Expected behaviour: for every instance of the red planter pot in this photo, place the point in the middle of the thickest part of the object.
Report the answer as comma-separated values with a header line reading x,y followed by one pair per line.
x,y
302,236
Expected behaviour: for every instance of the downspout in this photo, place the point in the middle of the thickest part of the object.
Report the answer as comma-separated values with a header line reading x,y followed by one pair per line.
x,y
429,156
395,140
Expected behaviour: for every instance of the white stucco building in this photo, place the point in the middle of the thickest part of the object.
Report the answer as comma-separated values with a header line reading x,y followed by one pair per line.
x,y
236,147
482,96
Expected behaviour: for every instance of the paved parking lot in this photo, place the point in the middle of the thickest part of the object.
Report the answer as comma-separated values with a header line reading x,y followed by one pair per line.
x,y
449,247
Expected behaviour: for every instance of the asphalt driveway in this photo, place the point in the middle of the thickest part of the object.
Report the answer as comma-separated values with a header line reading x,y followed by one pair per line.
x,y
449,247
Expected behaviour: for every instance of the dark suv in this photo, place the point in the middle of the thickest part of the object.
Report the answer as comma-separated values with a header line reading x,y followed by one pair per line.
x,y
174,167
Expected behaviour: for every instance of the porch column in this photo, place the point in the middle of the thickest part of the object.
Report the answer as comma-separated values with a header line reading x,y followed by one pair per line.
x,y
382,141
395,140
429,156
...
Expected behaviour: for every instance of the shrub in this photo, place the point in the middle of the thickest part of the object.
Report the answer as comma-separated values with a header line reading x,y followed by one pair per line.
* * *
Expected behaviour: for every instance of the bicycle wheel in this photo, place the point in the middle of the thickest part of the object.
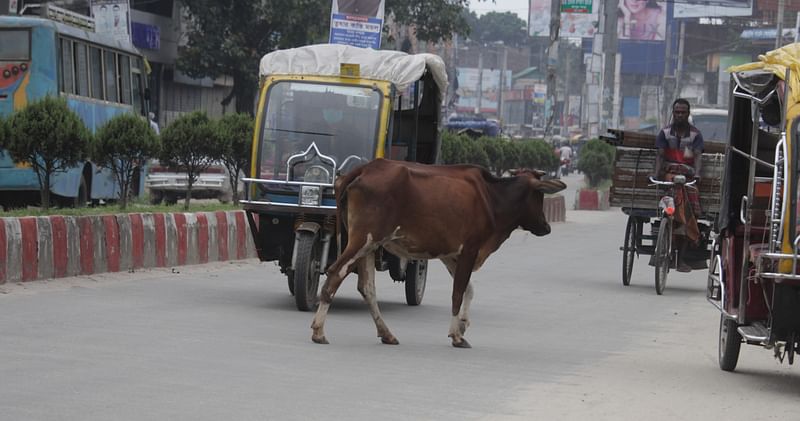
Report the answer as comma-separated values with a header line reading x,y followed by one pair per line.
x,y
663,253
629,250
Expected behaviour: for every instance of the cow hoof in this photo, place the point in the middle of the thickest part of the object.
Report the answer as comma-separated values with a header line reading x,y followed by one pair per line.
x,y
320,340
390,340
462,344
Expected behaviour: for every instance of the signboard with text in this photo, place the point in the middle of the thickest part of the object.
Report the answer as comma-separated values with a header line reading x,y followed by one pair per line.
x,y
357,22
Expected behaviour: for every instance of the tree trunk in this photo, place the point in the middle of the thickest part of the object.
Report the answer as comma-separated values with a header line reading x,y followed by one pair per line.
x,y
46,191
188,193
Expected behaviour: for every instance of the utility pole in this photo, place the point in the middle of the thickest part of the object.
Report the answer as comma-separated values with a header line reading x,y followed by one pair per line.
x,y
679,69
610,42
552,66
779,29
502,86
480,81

* **Set exercise**
How many lines in the material above contain the word "building"? Reply with the number alone.

* **Written reply**
1